### STATED EXERCISE
Render the part of the data below that opens with the line containing "the crayfish in" and closes with the line containing "point(540, 24)" as a Markdown table with the columns Row and Line, one numbered row per line and no blank lines.

»»

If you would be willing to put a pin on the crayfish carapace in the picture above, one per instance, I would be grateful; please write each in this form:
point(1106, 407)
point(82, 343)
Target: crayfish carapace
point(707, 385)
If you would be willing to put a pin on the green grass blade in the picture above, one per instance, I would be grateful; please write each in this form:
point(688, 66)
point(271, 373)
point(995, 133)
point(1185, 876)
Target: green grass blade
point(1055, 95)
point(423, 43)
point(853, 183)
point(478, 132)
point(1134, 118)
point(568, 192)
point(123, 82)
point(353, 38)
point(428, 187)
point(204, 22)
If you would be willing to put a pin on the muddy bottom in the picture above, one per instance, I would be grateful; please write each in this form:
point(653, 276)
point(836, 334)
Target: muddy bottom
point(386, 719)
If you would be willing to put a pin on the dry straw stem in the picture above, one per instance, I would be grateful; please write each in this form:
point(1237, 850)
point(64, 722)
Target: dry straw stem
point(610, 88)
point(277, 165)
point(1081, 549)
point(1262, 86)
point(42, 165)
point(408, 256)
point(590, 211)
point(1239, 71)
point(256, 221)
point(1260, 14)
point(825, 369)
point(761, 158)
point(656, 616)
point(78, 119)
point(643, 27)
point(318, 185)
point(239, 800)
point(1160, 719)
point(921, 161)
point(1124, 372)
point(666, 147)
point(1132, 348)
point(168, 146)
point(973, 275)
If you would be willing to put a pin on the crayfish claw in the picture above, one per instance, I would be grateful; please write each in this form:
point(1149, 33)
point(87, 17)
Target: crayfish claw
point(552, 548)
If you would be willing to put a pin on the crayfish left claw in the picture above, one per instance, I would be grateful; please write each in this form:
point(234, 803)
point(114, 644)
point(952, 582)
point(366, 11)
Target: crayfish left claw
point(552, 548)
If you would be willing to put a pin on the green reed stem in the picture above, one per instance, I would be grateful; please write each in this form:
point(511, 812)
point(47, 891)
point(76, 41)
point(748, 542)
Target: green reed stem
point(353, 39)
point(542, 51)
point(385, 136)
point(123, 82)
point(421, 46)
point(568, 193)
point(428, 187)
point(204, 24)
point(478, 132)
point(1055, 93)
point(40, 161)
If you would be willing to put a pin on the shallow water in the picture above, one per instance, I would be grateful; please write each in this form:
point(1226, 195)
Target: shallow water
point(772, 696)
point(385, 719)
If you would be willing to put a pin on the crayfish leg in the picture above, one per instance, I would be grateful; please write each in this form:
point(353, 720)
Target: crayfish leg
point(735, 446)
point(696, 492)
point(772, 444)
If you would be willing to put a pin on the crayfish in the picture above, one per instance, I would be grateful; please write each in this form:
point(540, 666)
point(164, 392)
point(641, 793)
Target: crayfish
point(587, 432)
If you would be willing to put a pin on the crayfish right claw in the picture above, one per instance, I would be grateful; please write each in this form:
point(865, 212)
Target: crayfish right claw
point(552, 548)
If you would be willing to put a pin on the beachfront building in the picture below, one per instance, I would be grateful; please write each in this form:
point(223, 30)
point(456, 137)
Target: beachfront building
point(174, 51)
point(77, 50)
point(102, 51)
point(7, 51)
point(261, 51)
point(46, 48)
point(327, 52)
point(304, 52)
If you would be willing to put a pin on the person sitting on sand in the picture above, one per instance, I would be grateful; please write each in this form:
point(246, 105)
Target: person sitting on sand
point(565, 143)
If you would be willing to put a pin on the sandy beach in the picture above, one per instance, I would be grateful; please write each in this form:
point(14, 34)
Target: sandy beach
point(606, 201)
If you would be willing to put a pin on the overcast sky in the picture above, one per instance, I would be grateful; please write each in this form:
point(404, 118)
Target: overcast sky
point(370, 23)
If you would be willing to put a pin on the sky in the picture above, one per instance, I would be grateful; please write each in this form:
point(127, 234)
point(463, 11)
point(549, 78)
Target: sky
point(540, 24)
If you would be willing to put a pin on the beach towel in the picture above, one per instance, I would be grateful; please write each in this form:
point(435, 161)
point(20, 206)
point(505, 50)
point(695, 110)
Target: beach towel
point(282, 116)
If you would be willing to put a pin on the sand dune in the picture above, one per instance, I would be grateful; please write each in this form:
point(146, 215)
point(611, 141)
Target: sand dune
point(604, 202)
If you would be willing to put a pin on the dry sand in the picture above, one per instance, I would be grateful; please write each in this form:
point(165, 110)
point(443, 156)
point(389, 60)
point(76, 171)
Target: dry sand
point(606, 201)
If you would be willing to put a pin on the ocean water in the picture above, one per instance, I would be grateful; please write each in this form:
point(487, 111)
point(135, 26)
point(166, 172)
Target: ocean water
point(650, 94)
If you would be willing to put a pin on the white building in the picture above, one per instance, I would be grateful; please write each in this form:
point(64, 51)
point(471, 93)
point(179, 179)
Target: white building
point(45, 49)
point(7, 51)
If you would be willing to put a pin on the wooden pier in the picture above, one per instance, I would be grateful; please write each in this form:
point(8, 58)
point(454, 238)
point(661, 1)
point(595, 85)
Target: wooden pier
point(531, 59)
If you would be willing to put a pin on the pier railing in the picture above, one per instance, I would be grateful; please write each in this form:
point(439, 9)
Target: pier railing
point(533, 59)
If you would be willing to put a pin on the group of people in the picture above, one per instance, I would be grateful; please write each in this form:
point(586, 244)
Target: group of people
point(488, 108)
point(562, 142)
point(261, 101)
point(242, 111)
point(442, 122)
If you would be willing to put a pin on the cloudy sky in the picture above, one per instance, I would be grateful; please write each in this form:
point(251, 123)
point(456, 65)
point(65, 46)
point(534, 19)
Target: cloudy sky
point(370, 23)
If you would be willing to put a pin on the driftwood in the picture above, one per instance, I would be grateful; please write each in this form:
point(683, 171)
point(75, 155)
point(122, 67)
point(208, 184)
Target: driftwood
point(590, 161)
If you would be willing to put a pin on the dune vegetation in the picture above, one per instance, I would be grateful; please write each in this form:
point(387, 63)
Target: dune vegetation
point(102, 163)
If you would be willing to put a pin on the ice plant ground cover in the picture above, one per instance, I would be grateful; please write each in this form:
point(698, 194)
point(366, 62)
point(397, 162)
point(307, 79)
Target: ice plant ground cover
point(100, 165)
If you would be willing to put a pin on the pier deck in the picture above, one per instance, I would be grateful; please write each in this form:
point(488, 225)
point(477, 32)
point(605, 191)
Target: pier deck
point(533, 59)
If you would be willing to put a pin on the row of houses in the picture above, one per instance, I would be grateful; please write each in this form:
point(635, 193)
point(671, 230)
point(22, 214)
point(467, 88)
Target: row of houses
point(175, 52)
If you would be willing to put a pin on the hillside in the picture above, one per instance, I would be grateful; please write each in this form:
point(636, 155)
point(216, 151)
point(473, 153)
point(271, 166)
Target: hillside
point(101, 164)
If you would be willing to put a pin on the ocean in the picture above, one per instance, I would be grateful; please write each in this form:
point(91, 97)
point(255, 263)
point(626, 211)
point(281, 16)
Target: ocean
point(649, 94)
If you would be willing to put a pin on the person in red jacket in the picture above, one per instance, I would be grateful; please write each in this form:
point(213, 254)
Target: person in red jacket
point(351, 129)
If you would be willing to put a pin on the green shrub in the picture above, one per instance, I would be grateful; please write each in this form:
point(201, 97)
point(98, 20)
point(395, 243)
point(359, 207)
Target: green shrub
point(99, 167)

««

### ANSWER FOR THIS EXERCISE
| Row | Line |
|---|---|
| 1 | If you would be willing to put a pin on the crayfish in the picture above, one per instance, I would be grateful; please write each in this form: |
| 2 | point(540, 666) |
| 3 | point(164, 392) |
| 4 | point(641, 793) |
| 5 | Target: crayfish |
| 6 | point(587, 432) |
| 7 | If you would be willing to put a pin on the crayfish right claw in the picture above, one per instance, I would be grateful; please write each in this form: |
| 8 | point(865, 212) |
| 9 | Target: crayfish right claw |
| 10 | point(552, 548) |
| 11 | If you would be willing to put a pin on the beachfront building in the picture below, one per instance, I would be grateful; please write each in this form: |
| 12 | point(223, 30) |
| 13 | point(456, 137) |
| 14 | Target: beachfront building |
| 15 | point(174, 51) |
| 16 | point(77, 50) |
| 17 | point(102, 51) |
| 18 | point(7, 51) |
| 19 | point(261, 51) |
| 20 | point(46, 48) |
| 21 | point(327, 52) |
| 22 | point(304, 52) |
| 23 | If you would be willing to put a pin on the person sitting on sand in the picture above, one per instance, I would be grateful; please write each in this form: |
| 24 | point(246, 105) |
| 25 | Target: person sitting on sand |
| 26 | point(565, 143) |
| 27 | If you would be willing to put a pin on the sandy beach in the picture above, one per instance, I would be grateful; please write each in this form: |
| 28 | point(14, 34) |
| 29 | Target: sandy beach |
| 30 | point(606, 201) |
| 31 | If you would be willing to put a pin on the overcast sky in the picture above, one per instance, I would be grateful; please write each in this form: |
| 32 | point(404, 118) |
| 33 | Target: overcast sky |
| 34 | point(370, 23) |
| 35 | If you would be willing to put a pin on the sky in the picture above, one per instance, I would be grateful; please write each in this form: |
| 36 | point(127, 234) |
| 37 | point(463, 11) |
| 38 | point(549, 78) |
| 39 | Target: sky |
| 40 | point(540, 24) |